**Passage for review**
++++++++++

Nah. It's crucifix nun-chucks now.
Red Jack
04-24-2008, 03:15 PM
I'm sorry, any state that specializes in plastic surgery and vitamin water and new age pizza cannot be the manliest, even if it has the Governator.
Now, ditch LA, and you just might have an argument.
I think you mean San francisco. All those granola eaters can't touch the Loc Da ville.
Monty_Cristo
04-24-2008, 05:26 PM
Illinois is home to John Deere
http://en.wikipedia.org/wiki/John_Deere
Abe Lincoln loved us and he had wooden teeth! that's quite manly.
parts of the Dark Knight movie were shot in Chicago. nothing manlier than Batman.
we also have Barrack Obama, Lieutenant Colonel Henry Braymore Blake, and Tim Bradstreet.
Bloomington is the host of the Illinois Shakespeare Festival, which is nationally known as one of the top Shakespearean festivals in the country.[3]
the actual town where i grew up was on Forbes.com as #20 on its list of the 25 smartest communities in the United States.

++++++++++

**The data**
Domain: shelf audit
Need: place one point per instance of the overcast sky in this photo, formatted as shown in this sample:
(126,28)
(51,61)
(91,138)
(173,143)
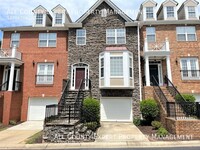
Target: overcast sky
(19,13)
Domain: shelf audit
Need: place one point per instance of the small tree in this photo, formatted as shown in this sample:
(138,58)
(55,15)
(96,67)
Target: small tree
(149,109)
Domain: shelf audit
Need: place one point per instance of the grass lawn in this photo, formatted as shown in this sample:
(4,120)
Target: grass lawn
(36,138)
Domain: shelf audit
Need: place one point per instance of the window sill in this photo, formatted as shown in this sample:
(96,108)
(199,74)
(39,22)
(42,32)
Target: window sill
(44,85)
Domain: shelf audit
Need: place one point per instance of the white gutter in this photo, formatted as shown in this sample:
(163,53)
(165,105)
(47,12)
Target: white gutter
(139,63)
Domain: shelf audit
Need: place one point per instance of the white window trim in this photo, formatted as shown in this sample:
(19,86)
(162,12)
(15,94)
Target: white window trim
(45,73)
(47,45)
(151,34)
(186,34)
(115,37)
(14,40)
(81,36)
(189,69)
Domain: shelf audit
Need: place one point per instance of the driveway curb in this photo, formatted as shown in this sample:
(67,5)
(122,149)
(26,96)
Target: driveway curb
(102,145)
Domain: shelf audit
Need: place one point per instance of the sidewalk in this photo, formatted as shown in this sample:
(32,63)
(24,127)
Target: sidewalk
(101,145)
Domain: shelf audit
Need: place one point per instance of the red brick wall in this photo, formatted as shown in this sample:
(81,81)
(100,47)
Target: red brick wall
(177,51)
(32,53)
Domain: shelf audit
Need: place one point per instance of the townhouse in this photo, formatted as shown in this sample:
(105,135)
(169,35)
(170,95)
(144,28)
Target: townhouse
(106,51)
(170,45)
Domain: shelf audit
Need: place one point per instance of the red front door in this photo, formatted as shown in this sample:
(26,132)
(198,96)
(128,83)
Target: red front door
(80,75)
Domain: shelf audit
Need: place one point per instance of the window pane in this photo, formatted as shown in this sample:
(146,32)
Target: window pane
(39,18)
(116,66)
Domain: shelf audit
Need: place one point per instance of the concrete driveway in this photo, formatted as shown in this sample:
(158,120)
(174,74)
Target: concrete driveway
(19,133)
(119,132)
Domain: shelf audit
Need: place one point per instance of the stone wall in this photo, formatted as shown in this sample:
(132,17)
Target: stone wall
(96,26)
(183,127)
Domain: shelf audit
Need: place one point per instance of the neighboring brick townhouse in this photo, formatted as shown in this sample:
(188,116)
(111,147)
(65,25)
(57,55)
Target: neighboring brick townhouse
(170,45)
(113,56)
(32,73)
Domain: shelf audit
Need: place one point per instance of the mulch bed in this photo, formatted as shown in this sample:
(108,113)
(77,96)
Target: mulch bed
(151,134)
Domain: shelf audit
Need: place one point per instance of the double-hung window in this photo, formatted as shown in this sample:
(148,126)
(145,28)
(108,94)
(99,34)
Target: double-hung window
(58,18)
(15,37)
(186,33)
(149,12)
(116,36)
(102,67)
(80,37)
(189,68)
(45,73)
(191,12)
(170,12)
(47,39)
(151,34)
(39,19)
(116,66)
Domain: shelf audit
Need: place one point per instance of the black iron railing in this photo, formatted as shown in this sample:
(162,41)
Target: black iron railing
(160,93)
(173,90)
(190,74)
(183,110)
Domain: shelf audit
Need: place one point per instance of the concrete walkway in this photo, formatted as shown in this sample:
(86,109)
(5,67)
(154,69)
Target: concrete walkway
(18,134)
(119,132)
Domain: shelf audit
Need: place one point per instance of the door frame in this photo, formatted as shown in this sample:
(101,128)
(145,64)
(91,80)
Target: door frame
(160,72)
(73,75)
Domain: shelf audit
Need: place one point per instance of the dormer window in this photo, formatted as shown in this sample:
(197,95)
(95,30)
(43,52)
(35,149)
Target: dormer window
(170,12)
(191,12)
(58,18)
(149,12)
(39,18)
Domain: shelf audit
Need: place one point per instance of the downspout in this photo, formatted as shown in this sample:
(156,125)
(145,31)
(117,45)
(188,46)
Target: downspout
(139,62)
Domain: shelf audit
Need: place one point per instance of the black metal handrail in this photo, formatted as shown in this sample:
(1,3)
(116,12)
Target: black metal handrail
(173,90)
(160,93)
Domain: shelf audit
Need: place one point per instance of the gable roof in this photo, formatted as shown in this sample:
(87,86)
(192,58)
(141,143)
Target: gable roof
(187,2)
(161,7)
(65,10)
(141,6)
(111,4)
(40,7)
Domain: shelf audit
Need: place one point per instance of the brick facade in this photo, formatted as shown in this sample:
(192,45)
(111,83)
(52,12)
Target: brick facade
(31,55)
(96,27)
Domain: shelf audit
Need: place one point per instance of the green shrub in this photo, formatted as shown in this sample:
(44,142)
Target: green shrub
(187,97)
(12,122)
(162,132)
(156,124)
(92,125)
(91,110)
(137,121)
(149,109)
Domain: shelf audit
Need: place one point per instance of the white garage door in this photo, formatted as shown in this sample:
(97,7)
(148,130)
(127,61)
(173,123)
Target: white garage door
(116,109)
(37,106)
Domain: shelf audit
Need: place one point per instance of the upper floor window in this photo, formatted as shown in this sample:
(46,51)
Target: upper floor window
(45,73)
(170,12)
(15,37)
(80,37)
(151,34)
(191,12)
(186,33)
(189,68)
(116,66)
(47,39)
(149,12)
(39,18)
(58,18)
(102,67)
(116,36)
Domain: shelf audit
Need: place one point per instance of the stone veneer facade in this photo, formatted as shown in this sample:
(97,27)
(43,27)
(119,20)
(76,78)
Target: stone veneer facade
(96,26)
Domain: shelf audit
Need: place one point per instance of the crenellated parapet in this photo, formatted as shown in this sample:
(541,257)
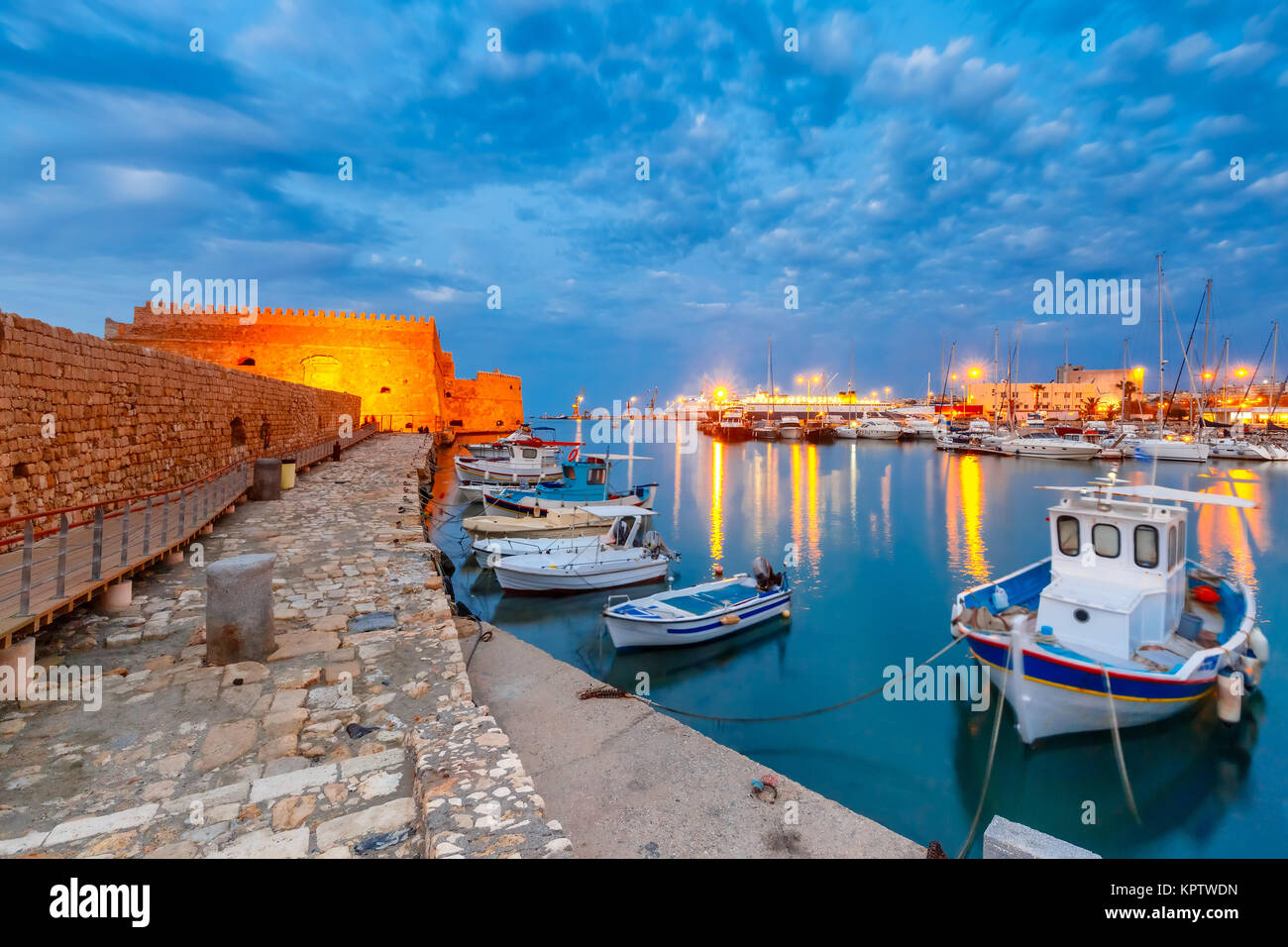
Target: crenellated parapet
(393,361)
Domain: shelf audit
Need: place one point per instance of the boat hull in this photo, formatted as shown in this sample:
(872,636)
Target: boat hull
(1151,449)
(636,633)
(579,577)
(1056,450)
(1054,696)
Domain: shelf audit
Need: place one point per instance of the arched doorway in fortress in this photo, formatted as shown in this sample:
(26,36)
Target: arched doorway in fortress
(322,371)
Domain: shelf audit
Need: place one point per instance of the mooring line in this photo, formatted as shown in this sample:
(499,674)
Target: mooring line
(1119,748)
(988,771)
(613,692)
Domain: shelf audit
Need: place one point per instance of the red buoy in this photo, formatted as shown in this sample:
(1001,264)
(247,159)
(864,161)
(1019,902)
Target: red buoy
(1207,594)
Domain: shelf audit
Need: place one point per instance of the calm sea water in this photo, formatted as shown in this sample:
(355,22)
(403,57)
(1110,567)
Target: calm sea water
(888,534)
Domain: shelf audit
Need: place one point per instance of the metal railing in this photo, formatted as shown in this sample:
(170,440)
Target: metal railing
(50,569)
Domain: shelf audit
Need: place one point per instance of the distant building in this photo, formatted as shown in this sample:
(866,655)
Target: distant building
(1048,397)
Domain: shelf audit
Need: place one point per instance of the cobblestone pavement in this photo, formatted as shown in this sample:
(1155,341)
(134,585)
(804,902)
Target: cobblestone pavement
(357,738)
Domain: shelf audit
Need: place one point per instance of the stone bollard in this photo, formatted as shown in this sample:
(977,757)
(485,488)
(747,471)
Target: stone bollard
(240,608)
(268,479)
(119,596)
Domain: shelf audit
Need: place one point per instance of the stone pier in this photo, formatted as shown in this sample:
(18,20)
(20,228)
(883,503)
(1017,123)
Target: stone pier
(357,737)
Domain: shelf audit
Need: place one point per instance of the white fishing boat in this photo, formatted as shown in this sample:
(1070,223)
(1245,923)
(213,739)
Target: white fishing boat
(490,551)
(1166,447)
(1236,449)
(699,612)
(879,429)
(919,427)
(1116,628)
(584,483)
(519,464)
(630,560)
(500,447)
(1046,444)
(555,523)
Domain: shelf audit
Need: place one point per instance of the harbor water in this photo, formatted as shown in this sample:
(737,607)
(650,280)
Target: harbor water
(884,536)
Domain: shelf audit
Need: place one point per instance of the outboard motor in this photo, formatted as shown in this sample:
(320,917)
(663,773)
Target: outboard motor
(655,544)
(764,574)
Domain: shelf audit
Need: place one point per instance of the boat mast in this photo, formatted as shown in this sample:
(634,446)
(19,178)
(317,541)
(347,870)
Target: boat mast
(1274,379)
(1207,328)
(1225,373)
(1160,407)
(995,379)
(771,363)
(1122,407)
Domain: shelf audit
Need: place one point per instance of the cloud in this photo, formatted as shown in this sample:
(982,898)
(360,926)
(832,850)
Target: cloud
(1243,58)
(519,169)
(1189,53)
(1147,110)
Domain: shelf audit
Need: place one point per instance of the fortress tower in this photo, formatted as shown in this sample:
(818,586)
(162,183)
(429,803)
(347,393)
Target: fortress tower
(394,364)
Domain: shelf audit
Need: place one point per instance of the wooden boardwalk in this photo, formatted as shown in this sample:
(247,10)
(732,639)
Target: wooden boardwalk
(42,579)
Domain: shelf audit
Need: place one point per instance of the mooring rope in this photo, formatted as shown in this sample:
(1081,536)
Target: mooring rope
(613,692)
(1119,746)
(988,771)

++++++++++

**Using the information**
- A) Answer these about the forum thread on the manliest state:
(i) What does the thread say Illinois is home to?
(ii) Which festival does Bloomington host?
(iii) At what number did the poster's hometown appear on the Forbes.com list?
- B) Carry on the forum thread about the manliest state from where it stops.
The data aren't needed for any of this.

**Your responses**
- A)
(i) John Deere
(ii) The Illinois Shakespeare Festival
(iii) #20

- B)
Golf Digest has also named us as one of the 5 best places to play golf in the USA. and we all know what 'golf' stands for; "gentlemen only, ladies forbidden."
Royal
04-24-2008, 06:33 PM
Luxury!!!
Michigan for three reasons:
1. Detroit: Murder City Represent!!!
2. Kalkaska: Anyone who can survive a beatdown from it's denizens can take any beatdown Period. A town so shit on, they'll smack you up just for breathing funny.
3. The Lakes: In winter, they reflect our hearts. Blindingly cold.
Alan Lynch
04-25-2008, 04:00 AM
It's Texas. 'Nuff said.
Holy dogshit! Texas! Only steers and queers come from Texas, Private Cowboy!
Holy dogshit! Texas! Only steers and queers come from Texas, Private Cowboy!
I thought the line from FMJ was about cowturds. Isn't the Steers and Queers one from Red Dwarf? Are you mixing quotes?
Tennessee for two simple words:
Buford Pusser
Stabbed seven times and shot eight-- including a shotgun in the face during his wife's murder-- but still manly enough to take down the mob with an oak club. The stuff of legends, my friends.
Granted thats very manly but here's the problem, his last name is Pusser, thats going to be a hard sell....I know, wasn't Davy Crockett from Tennesse?
The guy stood up for the indians and opposed Jackson's indian removal act, even though it was an unpopular stance that cost him an election, now that takes balls. Oh and the frontier stuff too, not to mention the Alimo.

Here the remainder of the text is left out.